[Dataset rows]
++++++

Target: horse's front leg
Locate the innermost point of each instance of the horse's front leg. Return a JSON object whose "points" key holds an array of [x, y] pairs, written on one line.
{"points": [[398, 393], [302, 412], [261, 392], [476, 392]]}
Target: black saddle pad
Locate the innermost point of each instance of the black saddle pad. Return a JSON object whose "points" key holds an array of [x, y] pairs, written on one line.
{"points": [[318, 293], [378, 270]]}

++++++

Brief -> Copy the data above line for line, changing nothing.

Output for this task ->
Target: horse's front leg
Locate the innermost point of each instance of the horse's front leg. Return a JSON object whose "points" key holds an array of [x, y] pairs, written on one line.
{"points": [[398, 393], [302, 412], [261, 392], [476, 392]]}
Target: black saddle pad
Locate the innermost point of each instance of the black saddle pad. Return a JSON object whose "points" key holds an array of [x, y] pairs, written on one line.
{"points": [[318, 293], [378, 270]]}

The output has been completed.